Extracted material:
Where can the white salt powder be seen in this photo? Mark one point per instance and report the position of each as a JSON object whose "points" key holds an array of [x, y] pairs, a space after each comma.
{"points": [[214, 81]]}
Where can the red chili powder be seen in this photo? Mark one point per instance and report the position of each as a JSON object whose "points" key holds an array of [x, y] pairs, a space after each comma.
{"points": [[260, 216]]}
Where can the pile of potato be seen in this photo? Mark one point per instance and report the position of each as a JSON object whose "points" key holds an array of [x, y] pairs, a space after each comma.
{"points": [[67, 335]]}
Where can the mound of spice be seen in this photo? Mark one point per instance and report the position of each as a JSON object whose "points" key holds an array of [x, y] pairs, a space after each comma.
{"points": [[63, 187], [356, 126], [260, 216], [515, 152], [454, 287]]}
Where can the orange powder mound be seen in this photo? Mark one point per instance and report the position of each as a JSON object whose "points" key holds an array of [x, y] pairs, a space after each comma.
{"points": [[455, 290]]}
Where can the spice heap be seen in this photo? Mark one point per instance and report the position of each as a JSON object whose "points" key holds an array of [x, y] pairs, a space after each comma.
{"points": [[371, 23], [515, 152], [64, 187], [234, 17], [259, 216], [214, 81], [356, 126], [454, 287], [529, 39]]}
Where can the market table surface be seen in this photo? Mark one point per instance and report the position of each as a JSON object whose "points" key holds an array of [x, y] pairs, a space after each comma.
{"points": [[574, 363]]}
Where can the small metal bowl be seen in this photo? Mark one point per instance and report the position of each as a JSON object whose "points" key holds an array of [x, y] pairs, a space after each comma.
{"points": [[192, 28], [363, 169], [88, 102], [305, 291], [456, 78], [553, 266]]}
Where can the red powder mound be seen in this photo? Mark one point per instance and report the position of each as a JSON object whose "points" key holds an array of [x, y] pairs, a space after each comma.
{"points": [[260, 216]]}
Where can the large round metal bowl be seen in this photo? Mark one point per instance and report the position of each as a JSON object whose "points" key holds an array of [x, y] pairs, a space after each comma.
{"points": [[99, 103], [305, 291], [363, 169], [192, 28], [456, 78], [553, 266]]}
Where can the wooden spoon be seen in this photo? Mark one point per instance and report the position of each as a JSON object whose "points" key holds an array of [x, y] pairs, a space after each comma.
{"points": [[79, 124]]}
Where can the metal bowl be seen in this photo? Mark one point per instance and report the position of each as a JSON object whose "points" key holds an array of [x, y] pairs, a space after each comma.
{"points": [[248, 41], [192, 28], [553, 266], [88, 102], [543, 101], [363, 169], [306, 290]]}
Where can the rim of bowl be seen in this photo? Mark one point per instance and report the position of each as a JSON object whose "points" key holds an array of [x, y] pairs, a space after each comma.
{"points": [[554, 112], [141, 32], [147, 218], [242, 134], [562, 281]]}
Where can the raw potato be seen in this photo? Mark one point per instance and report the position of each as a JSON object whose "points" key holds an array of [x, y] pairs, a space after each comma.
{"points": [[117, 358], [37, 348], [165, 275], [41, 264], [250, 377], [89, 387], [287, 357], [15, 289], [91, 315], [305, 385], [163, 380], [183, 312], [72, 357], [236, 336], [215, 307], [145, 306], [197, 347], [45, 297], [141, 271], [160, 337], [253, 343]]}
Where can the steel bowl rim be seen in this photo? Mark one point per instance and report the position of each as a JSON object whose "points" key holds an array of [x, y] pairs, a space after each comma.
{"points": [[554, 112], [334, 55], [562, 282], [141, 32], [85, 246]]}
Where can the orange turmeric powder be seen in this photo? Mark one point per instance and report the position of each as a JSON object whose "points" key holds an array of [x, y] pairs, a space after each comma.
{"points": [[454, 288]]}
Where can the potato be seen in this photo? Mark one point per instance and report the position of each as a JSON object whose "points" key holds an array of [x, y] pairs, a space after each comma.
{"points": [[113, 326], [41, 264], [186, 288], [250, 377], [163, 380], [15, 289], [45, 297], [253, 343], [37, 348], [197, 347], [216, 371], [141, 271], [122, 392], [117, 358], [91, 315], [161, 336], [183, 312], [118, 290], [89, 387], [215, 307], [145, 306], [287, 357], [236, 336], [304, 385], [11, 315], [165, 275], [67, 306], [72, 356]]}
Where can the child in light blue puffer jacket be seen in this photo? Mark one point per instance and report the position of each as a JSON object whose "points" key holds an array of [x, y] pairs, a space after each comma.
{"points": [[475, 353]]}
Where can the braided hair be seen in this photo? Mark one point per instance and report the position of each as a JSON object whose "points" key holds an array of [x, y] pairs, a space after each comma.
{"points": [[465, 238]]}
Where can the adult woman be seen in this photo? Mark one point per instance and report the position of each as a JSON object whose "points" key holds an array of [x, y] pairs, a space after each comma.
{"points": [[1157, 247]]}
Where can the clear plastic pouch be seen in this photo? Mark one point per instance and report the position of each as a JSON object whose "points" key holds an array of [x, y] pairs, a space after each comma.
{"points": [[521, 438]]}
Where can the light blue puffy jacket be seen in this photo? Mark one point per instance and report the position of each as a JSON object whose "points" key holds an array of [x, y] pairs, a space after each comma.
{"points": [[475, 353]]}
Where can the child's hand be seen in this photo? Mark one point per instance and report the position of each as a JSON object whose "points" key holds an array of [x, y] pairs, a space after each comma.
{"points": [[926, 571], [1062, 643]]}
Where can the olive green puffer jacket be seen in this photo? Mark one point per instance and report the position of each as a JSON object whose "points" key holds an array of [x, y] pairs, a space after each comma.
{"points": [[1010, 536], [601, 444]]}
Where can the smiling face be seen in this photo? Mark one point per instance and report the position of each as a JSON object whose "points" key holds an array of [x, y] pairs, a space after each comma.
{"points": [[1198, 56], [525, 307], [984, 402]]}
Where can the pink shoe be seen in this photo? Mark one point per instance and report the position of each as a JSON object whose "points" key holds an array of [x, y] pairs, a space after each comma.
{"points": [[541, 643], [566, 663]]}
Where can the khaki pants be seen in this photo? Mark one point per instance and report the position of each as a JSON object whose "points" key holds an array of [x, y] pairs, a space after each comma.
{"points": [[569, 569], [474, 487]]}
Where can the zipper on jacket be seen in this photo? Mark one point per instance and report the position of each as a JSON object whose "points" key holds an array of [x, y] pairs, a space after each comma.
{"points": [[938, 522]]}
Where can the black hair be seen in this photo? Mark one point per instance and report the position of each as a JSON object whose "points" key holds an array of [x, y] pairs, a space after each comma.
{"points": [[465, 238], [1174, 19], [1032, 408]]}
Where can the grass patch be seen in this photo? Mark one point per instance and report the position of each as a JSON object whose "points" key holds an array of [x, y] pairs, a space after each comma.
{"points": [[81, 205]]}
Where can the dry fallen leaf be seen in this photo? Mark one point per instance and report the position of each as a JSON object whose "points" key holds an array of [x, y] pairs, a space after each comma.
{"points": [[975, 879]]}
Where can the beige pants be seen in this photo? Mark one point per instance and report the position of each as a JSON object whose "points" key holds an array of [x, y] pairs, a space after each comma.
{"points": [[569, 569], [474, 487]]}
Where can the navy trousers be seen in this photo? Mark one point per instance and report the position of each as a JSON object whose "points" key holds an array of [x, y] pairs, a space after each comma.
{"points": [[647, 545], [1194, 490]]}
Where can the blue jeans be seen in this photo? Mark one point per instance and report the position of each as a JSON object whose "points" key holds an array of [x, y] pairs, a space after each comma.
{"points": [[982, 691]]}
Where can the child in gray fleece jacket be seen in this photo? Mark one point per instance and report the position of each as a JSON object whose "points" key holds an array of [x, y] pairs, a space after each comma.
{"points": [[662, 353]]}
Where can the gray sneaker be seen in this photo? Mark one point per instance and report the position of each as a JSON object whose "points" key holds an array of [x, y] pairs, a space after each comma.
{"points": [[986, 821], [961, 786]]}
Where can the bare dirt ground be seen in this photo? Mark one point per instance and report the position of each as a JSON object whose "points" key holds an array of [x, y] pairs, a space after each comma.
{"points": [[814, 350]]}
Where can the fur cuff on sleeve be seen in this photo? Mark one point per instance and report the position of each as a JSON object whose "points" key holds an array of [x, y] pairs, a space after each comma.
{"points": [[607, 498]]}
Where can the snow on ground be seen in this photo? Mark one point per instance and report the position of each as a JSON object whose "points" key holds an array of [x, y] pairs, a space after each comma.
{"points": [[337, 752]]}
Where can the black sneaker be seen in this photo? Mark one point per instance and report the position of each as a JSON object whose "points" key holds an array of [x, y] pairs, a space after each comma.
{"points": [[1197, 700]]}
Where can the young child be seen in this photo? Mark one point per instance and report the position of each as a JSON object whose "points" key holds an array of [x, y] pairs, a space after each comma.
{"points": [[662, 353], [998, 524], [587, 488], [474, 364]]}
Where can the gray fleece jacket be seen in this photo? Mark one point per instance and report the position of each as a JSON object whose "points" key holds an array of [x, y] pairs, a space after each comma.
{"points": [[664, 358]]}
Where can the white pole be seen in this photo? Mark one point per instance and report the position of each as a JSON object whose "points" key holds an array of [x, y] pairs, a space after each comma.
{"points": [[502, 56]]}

Required work: Starting at the line that contains "Where can the fur" and running through the last line of the records, render those lines as a numbered list, leaving out any blank lines.

Solution to the exercise:
1. Where can the fur cuff on sleeve be seen in this photo? Mark one point per instance and report the position of each as a JSON object whose "points" key holds an array of [x, y] pairs, a space after each comma.
2. {"points": [[607, 498]]}
3. Where can the snow on ground be seen in this photo? Mark one point per instance and report the position of each as a JSON object whose "points" key holds an array of [x, y] pairs, a space after each comma.
4. {"points": [[337, 752]]}
5. Where can the black sneaker be seen in this photo? Mark one point per instance and report the position of each as a JSON object whose "points" key holds an array of [x, y] pairs, a space after each comma.
6. {"points": [[1197, 700]]}
7. Where can the young child be seen in this photo? Mark one point per instance and report the position of each as a JSON object whose "points" key holds an array of [x, y] pairs, a space after each comma.
8. {"points": [[662, 353], [998, 524], [587, 488], [474, 364]]}
9. Where can the gray fleece jacket be seen in this photo? Mark one point per instance and report the position of each as a JSON object whose "points" key holds an array of [x, y] pairs, a space after each comma.
10. {"points": [[664, 358]]}
11. Where can the white pole be seen in this photo? Mark one point per instance and report the position of each as a JSON object whose "points" key holds an array of [x, y] pairs, a space after each comma.
12. {"points": [[502, 56]]}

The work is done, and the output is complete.